Required task:
Starting at the line that holds "Reviewer note: every instance of the dark", quote every line through the end of the records, both boundary lines included. Omit the pictures.

* Begin Extracted information *

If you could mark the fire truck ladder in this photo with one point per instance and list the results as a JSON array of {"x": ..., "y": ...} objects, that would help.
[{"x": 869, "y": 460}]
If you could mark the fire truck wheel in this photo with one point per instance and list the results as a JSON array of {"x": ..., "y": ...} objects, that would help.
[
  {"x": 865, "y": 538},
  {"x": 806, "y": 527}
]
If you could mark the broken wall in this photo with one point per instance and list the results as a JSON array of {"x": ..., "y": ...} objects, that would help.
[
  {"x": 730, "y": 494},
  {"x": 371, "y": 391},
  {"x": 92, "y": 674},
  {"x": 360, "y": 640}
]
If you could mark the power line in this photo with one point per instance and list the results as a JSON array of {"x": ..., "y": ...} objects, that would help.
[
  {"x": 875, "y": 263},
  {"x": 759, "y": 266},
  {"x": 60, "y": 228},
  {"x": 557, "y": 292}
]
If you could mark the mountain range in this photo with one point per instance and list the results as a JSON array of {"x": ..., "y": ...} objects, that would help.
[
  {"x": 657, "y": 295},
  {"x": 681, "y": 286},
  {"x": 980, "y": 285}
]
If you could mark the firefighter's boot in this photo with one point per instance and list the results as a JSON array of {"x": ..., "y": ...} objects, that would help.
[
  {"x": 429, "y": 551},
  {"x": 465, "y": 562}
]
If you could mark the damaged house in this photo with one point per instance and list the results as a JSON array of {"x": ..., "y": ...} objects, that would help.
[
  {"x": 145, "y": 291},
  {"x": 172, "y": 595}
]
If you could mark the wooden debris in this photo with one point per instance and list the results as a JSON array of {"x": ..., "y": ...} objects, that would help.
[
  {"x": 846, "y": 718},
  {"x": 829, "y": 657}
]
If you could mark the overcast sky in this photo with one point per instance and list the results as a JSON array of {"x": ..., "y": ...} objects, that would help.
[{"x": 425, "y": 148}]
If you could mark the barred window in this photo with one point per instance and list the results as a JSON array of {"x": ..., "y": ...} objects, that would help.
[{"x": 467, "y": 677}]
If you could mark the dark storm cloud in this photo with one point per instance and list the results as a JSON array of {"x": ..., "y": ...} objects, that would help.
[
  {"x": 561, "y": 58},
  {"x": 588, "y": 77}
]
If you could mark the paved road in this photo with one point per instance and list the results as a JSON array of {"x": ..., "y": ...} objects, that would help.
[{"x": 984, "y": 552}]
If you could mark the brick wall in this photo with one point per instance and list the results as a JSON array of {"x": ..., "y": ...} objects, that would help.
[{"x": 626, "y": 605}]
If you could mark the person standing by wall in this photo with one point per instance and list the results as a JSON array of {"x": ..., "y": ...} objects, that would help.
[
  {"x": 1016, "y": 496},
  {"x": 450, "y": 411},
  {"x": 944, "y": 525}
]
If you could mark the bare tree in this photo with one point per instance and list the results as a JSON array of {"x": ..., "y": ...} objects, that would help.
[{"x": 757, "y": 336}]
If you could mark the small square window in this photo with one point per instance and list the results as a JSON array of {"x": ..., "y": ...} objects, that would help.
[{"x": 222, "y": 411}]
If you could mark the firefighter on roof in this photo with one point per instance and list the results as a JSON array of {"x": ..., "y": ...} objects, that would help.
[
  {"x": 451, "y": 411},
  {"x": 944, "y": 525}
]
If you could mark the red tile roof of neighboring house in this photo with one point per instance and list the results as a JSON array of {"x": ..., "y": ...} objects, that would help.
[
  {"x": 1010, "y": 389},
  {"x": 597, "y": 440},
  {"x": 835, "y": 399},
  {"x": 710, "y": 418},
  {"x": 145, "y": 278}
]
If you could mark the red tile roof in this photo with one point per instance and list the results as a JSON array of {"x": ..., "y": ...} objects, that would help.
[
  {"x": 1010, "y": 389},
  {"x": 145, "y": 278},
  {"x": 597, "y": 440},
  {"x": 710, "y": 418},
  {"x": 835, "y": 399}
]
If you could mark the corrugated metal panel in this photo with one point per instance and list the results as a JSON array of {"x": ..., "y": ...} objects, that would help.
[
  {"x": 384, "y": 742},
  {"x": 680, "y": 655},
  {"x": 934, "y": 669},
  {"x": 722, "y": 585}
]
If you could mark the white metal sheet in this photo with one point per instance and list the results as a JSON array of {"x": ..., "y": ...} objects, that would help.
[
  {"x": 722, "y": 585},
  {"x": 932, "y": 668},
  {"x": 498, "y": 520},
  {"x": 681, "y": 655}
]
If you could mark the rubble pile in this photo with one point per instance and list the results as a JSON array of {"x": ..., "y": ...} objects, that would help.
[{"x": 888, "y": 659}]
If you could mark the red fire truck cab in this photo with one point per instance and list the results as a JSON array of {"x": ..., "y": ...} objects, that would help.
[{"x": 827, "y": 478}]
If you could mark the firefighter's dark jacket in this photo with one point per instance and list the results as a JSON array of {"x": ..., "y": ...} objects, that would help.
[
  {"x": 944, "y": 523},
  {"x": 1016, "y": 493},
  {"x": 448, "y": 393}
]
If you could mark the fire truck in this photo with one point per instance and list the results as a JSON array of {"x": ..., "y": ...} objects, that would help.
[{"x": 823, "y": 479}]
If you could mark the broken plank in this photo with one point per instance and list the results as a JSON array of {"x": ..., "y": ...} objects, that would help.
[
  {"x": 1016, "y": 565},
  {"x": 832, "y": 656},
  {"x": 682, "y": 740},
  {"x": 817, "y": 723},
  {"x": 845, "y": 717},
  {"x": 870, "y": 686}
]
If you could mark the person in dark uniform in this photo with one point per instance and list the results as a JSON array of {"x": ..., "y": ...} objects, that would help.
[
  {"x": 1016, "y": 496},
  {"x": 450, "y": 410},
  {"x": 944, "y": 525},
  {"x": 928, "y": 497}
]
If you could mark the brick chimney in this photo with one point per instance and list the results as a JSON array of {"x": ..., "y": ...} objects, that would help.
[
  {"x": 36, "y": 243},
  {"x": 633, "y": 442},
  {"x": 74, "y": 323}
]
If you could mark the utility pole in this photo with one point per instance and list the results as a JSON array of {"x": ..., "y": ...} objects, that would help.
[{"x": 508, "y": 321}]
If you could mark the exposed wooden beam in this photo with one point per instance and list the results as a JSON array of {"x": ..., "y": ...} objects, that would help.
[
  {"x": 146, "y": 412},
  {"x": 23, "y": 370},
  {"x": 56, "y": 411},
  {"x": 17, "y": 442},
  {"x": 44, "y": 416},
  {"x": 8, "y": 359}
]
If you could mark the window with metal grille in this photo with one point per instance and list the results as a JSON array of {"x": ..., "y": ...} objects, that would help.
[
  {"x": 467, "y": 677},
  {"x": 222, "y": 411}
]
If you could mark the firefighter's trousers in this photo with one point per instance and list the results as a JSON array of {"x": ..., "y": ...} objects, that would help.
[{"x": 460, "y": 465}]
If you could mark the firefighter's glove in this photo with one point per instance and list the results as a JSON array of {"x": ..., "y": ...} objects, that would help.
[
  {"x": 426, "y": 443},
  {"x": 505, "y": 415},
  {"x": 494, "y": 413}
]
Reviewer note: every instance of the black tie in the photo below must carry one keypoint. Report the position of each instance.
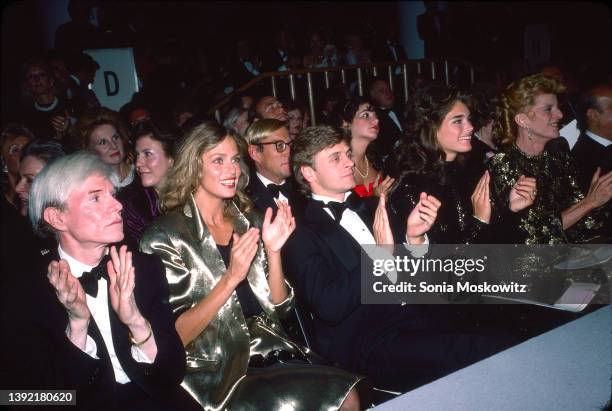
(89, 279)
(279, 188)
(353, 202)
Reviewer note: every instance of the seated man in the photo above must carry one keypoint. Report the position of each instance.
(593, 149)
(399, 346)
(98, 325)
(269, 148)
(390, 122)
(270, 107)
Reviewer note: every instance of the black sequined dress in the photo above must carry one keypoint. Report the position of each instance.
(455, 223)
(556, 191)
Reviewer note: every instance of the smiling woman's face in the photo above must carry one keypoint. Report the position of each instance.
(543, 117)
(455, 132)
(106, 142)
(220, 170)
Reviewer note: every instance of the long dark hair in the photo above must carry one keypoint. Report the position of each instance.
(420, 152)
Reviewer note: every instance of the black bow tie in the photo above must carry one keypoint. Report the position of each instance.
(279, 188)
(89, 279)
(353, 202)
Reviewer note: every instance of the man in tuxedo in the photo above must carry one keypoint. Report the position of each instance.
(270, 107)
(594, 145)
(98, 325)
(389, 121)
(399, 346)
(269, 147)
(593, 149)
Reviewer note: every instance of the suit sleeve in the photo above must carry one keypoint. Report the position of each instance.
(156, 241)
(35, 352)
(168, 368)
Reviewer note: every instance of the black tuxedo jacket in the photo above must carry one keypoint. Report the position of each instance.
(382, 52)
(263, 198)
(323, 263)
(272, 60)
(37, 354)
(588, 154)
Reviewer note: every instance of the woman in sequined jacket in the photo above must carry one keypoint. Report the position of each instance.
(431, 161)
(528, 131)
(227, 287)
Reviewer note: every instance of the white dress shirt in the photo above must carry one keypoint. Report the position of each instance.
(604, 142)
(126, 181)
(265, 182)
(98, 307)
(357, 229)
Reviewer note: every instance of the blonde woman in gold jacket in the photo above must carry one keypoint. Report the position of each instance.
(227, 287)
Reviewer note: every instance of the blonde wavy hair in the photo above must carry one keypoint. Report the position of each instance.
(519, 97)
(262, 129)
(184, 176)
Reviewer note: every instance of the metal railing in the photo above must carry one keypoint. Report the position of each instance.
(391, 69)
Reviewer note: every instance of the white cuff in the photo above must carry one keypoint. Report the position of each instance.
(140, 356)
(417, 250)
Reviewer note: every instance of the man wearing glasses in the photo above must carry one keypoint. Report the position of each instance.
(269, 149)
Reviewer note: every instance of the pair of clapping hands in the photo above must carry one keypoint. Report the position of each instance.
(71, 294)
(419, 221)
(274, 234)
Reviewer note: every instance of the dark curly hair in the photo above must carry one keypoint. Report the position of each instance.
(420, 152)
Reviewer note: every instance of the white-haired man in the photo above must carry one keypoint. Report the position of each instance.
(96, 325)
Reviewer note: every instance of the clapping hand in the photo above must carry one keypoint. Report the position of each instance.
(243, 251)
(421, 218)
(523, 193)
(122, 283)
(481, 203)
(381, 227)
(69, 291)
(382, 187)
(275, 233)
(600, 190)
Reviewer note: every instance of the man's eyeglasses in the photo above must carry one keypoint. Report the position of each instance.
(273, 107)
(280, 146)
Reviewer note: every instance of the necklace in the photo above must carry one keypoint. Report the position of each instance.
(47, 108)
(527, 154)
(364, 176)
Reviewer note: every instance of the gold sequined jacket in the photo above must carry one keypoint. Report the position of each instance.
(556, 191)
(218, 358)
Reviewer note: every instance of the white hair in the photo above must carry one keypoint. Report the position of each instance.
(54, 184)
(232, 117)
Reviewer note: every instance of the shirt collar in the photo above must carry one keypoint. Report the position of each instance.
(604, 142)
(267, 182)
(76, 79)
(126, 181)
(77, 268)
(325, 199)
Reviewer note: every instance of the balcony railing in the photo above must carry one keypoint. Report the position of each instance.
(390, 69)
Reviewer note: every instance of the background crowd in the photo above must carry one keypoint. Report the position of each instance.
(241, 209)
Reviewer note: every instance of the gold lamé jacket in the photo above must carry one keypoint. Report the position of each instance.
(218, 358)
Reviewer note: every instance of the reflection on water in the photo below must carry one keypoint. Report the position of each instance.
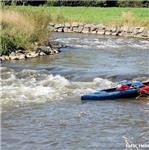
(41, 96)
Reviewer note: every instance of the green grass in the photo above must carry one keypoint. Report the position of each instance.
(118, 16)
(23, 26)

* End Extracted information *

Answer below:
Reviewer note: every instance of the dark curly hair in the photo above must carry one keypoint. Report the position of each instance.
(420, 152)
Reviewer note: every instance of the white-haired man in the photo above must carry one keypoint. Report the position of each instance.
(96, 325)
Reviewer note: every instance of the clapping hand in the photo above must carry one keypoint. Report the position of each instance.
(243, 251)
(421, 218)
(523, 193)
(122, 283)
(481, 203)
(381, 227)
(69, 291)
(382, 187)
(275, 233)
(600, 190)
Reviewer note: every instance of the man's eyeglasses in the photo above must carry one keypoint. Report the position of each instance.
(273, 107)
(280, 146)
Reviewer note: every instance of the necklace in the photo above must carry one keypoint. Report the position of each instance.
(47, 108)
(527, 154)
(364, 176)
Reviewer note: every instance of the gold sequined jacket in the photo above must carry one keypoint. Report the position of each instance.
(556, 191)
(218, 358)
Reviewer note: every instance of the white hair in the photo above must carry one keypoint. Report the position of each instance.
(54, 184)
(232, 117)
Reviewer note: every instance of the shirt collar in the photo above must carry one keypoint. Report the position of each instance.
(604, 142)
(267, 182)
(76, 79)
(126, 181)
(77, 268)
(325, 199)
Reviewer note: every instance of the balcony railing in the photo above must carry one keypoint. Report the position of each instance.
(390, 69)
Reviewer note: every instance of the background crowd in the photo above must carry one keypoint. Report the position of each instance.
(241, 209)
Reviewer note: every instance of the gold lamé jacket in the photo above must carry one keypoint. Report the position of each instance.
(218, 358)
Reviewer note: every instance of the reflection on water in the photo below must carry one keypoint. Report the position of each instance.
(41, 96)
Reviewer note: every instance of the green grass in the photo above must carry one keypoint. Report the position of each instance.
(118, 16)
(23, 26)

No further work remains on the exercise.